# [Written request]
Rewrite the lines of every entry below as one numbered list, leaving out any blank lines.

Collected data entries:
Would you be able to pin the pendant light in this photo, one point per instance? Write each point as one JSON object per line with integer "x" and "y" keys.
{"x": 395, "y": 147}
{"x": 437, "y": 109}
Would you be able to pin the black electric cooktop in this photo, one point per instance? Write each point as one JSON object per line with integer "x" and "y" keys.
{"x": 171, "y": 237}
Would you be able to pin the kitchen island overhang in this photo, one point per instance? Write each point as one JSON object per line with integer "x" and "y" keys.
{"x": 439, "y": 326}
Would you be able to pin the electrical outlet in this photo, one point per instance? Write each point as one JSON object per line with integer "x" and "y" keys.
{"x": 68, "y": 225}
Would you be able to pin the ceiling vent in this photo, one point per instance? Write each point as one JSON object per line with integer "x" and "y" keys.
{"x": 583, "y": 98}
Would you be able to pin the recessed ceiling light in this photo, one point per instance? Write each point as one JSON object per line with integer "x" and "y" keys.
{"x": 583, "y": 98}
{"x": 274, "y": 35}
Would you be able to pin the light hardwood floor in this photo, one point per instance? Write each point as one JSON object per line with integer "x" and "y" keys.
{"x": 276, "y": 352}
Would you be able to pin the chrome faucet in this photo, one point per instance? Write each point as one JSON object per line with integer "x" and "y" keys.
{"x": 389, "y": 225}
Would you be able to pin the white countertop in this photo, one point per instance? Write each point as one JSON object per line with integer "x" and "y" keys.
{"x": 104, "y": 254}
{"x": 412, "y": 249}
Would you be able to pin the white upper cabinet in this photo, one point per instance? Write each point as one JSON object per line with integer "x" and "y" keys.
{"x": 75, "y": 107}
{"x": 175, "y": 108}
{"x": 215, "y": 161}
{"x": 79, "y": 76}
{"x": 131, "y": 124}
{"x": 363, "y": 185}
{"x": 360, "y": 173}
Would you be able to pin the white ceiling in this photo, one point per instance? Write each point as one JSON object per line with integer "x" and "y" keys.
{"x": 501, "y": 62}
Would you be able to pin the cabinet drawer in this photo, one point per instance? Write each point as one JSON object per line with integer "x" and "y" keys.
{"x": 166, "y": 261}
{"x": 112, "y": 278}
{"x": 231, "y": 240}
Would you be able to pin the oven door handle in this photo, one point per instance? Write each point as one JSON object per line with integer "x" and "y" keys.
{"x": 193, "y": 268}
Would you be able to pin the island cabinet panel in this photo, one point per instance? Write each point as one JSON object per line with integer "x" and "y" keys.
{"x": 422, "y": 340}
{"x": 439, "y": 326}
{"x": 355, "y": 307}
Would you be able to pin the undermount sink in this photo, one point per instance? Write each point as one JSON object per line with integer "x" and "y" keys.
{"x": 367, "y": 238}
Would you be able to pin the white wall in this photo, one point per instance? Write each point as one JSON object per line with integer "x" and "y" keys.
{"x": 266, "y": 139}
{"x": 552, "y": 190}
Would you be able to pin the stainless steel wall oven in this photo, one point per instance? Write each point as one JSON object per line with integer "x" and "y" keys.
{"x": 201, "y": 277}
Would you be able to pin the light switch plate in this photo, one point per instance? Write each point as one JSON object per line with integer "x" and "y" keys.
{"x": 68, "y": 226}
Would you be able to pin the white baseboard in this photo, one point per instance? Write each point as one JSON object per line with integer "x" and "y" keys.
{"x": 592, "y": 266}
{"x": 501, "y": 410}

# [The output]
1. Would you be able to pin the pendant light in this photo, one point per instance? Write each point as one JSON object per line with integer "x" and "y" keys.
2. {"x": 395, "y": 147}
3. {"x": 437, "y": 109}
4. Would you be able to pin the black electric cooktop in this photo, one point per instance? Write each point as one JSON object per line with integer "x" and "y" keys.
5. {"x": 171, "y": 237}
6. Would you be able to pin the kitchen island overhang in this photo, one point per instance? Write each point as one JSON object per line with integer "x" and "y" keys.
7. {"x": 439, "y": 326}
8. Would you be able to pin the electrical outlet in this photo, one point per instance? Write each point as one JSON object per line with integer "x" and "y" keys.
9. {"x": 68, "y": 225}
10. Would you be able to pin the ceiling vent in this photo, one point per instance? Write each point as one JSON object per line with integer "x" and "y" keys.
11. {"x": 583, "y": 98}
12. Would you be able to pin the recessed ceiling light in this photo, one point per instance? Write each point as one JSON object per line with integer "x" and "y" keys.
13. {"x": 583, "y": 98}
14. {"x": 274, "y": 35}
15. Would you be able to pin the light hardwood floor in this photo, one point per instance? Write each point as one JSON object per line with integer "x" and "y" keys.
16. {"x": 276, "y": 352}
17. Would you be able to pin the chrome faucet in this photo, one point per instance? Write each point as one JSON object per line with integer "x" and "y" keys.
18. {"x": 389, "y": 225}
19. Would you be able to pin the white countertop in this photo, one point per instance? Write each point as one JSON object per line with integer "x" and "y" keys.
20. {"x": 104, "y": 254}
21. {"x": 412, "y": 249}
22. Would you be able to pin the white upper cabinet in this photo, one point per instance? Write each point as one JSON object per line with integer "x" and "y" keys.
23. {"x": 75, "y": 107}
24. {"x": 175, "y": 108}
25. {"x": 215, "y": 161}
26. {"x": 79, "y": 76}
27. {"x": 131, "y": 124}
28. {"x": 363, "y": 185}
29. {"x": 360, "y": 173}
30. Would you be able to pin the white ceiling in this photo, one point per instance? Write each point as one JSON object per line with integer "x" and "y" keys.
31. {"x": 501, "y": 62}
32. Would you be able to pin the cabinet drawer in this photo, one point per instance? Write each point as one JSON object per line with integer "x" and "y" keys.
33. {"x": 166, "y": 261}
34. {"x": 112, "y": 278}
35. {"x": 231, "y": 240}
36. Would you be able to pin the oven door handle in this photo, one point per instance? Write each point as one JSON object per line with integer "x" and "y" keys.
37. {"x": 193, "y": 268}
38. Would you be able to pin the island cabinet panel in this photo, one point per instance? Write each point as one JSON object per line with integer "x" and "y" keys.
39. {"x": 422, "y": 340}
40. {"x": 439, "y": 326}
41. {"x": 355, "y": 307}
42. Would you be able to pin the undermount sink in this photo, one point per instance? Write each point as one JSON object per line with integer "x" and "y" keys.
43. {"x": 367, "y": 238}
44. Would you be able to pin the white wall in this photo, one point per instance? Write each point as one JSON object per line with integer "x" and "y" keys.
45. {"x": 266, "y": 139}
46. {"x": 552, "y": 190}
47. Would you be able to pin the stainless steel wall oven in this photo, one point per instance? Write each point as one JSON object per line with integer "x" and "y" keys.
48. {"x": 201, "y": 277}
49. Would you be able to pin the light switch plate in this photo, one point per instance? Write each point as one JSON object per line with integer "x" and "y" keys.
50. {"x": 68, "y": 226}
51. Would you be able to pin the white baseboard in this photo, one point per instance? Write each point as one JSON object per line with integer "x" and "y" keys.
52. {"x": 592, "y": 266}
53. {"x": 501, "y": 410}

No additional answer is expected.